[Opening DATASET ENTRIES section]

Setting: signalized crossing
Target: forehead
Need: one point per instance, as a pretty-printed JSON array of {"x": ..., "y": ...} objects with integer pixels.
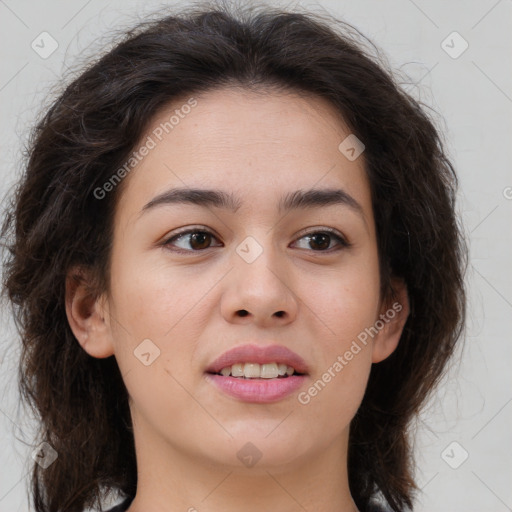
[{"x": 245, "y": 141}]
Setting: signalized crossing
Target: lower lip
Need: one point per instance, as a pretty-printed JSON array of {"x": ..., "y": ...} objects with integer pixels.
[{"x": 259, "y": 391}]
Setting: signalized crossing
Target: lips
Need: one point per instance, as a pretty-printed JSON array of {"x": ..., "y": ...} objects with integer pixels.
[{"x": 259, "y": 354}]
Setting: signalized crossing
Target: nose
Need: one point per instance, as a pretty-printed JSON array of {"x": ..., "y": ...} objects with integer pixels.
[{"x": 259, "y": 291}]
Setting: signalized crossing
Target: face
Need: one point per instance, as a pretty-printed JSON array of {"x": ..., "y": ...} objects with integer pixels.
[{"x": 192, "y": 281}]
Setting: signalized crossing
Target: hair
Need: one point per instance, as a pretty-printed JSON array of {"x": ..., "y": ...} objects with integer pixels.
[{"x": 54, "y": 221}]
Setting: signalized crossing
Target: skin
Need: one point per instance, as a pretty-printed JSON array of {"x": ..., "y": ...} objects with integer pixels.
[{"x": 187, "y": 433}]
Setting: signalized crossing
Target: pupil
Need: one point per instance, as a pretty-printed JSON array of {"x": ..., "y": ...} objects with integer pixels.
[
  {"x": 324, "y": 236},
  {"x": 199, "y": 236}
]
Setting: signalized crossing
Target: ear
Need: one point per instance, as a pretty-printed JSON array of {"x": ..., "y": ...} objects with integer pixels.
[
  {"x": 87, "y": 314},
  {"x": 393, "y": 315}
]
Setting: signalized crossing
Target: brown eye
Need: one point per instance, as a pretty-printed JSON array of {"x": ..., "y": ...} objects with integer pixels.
[
  {"x": 320, "y": 241},
  {"x": 194, "y": 240}
]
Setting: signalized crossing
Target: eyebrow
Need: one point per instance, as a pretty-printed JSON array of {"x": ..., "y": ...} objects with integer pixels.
[{"x": 312, "y": 198}]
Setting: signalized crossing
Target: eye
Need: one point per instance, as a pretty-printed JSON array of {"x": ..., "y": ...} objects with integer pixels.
[
  {"x": 197, "y": 240},
  {"x": 200, "y": 240},
  {"x": 322, "y": 240}
]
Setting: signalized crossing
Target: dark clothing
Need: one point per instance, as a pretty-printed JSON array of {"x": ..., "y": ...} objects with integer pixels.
[{"x": 122, "y": 507}]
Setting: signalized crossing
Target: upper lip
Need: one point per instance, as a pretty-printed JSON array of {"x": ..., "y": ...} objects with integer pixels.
[{"x": 259, "y": 354}]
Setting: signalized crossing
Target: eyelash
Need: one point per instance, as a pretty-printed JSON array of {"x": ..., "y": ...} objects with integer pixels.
[{"x": 342, "y": 242}]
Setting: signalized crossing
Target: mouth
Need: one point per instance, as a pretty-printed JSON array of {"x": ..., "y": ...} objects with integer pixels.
[
  {"x": 258, "y": 371},
  {"x": 258, "y": 374}
]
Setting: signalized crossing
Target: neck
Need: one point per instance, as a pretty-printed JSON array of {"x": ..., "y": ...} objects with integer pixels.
[{"x": 172, "y": 478}]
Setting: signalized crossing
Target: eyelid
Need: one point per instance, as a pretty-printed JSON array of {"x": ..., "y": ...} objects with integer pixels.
[{"x": 342, "y": 239}]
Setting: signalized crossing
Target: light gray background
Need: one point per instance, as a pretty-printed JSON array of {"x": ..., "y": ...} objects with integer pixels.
[{"x": 473, "y": 93}]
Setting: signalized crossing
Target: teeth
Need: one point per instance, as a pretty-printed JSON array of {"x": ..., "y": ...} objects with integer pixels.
[{"x": 257, "y": 371}]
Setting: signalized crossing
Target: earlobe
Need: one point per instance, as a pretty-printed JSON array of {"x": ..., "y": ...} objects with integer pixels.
[
  {"x": 87, "y": 315},
  {"x": 393, "y": 317}
]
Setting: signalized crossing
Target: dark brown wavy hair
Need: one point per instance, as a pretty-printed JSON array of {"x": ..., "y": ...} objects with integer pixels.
[{"x": 53, "y": 221}]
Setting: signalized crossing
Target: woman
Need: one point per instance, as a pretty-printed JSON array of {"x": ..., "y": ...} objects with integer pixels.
[{"x": 236, "y": 270}]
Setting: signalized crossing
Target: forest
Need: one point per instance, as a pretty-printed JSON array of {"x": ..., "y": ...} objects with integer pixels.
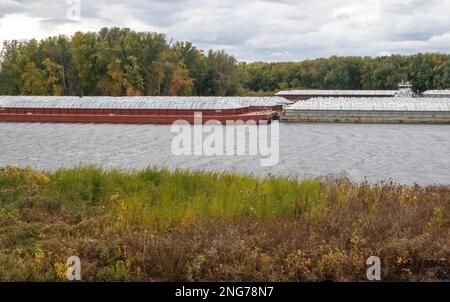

[Closing DATASET ENTRIES section]

## WHAT IS EXPECTED
When a line of the data holds the string "dark", pick it out and copy it.

## RESPONSE TO THIS TASK
Target: dark clothing
Target: dark brown wavy hair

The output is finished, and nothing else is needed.